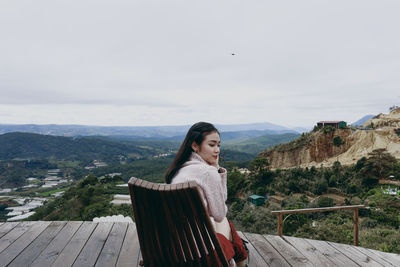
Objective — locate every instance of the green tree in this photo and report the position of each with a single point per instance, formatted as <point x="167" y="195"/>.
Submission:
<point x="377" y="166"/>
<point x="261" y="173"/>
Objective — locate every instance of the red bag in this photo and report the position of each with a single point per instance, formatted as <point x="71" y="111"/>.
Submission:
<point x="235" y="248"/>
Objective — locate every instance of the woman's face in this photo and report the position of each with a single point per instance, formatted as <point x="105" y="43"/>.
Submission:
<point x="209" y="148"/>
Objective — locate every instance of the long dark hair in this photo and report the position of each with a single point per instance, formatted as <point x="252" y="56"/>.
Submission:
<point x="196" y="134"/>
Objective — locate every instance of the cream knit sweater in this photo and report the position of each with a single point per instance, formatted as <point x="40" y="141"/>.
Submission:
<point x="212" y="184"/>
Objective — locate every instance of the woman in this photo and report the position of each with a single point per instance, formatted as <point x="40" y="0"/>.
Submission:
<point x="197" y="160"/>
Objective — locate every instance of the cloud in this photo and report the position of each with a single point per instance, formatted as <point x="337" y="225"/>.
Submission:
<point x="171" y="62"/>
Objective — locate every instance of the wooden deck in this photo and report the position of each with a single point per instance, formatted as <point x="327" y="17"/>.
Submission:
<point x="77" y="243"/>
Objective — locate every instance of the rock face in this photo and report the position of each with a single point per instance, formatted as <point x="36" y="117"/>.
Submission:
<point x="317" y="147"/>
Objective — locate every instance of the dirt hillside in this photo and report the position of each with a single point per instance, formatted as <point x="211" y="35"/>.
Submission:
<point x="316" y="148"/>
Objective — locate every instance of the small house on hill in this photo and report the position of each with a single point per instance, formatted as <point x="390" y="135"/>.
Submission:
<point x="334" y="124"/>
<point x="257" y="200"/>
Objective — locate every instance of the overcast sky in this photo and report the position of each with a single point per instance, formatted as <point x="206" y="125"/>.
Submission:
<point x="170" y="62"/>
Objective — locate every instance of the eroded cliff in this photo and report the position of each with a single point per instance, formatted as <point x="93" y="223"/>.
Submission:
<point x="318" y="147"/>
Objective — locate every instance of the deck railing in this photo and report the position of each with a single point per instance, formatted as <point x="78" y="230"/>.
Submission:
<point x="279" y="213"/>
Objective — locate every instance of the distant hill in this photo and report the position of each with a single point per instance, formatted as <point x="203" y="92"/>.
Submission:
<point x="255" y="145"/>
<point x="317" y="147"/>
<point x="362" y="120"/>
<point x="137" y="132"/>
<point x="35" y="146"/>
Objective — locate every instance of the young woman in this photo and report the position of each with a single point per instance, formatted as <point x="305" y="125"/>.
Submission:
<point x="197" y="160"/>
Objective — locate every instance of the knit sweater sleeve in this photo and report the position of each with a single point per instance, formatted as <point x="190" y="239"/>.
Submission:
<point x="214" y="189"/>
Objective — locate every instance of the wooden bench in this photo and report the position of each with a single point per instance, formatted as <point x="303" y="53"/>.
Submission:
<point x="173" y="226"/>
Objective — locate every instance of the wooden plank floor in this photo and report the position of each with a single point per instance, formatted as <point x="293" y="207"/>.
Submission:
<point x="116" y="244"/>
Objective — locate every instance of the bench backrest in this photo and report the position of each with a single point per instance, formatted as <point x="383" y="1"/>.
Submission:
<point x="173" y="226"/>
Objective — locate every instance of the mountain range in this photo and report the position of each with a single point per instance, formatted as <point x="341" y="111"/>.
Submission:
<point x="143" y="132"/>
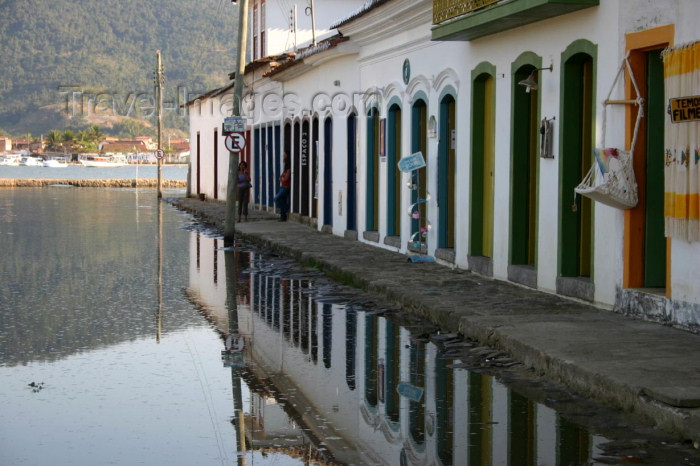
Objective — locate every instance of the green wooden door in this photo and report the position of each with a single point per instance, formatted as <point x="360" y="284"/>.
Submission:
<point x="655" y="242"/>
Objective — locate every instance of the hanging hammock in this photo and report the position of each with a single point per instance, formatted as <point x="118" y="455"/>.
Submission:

● Do this
Reproduce exactly the line that holds "Objective — locate every instance of the green wooden", then every line after it, ending with the final line of the records above.

● Answer to the exercise
Objective — locate every instance of the green wooden door in this photo and report the position of each with a single point per instance, formatted as <point x="360" y="284"/>.
Submission:
<point x="655" y="242"/>
Objective — locate every instance of the hanging hammock in this photo and report the position of each with a single point per instance, formatted as <point x="118" y="455"/>.
Submission:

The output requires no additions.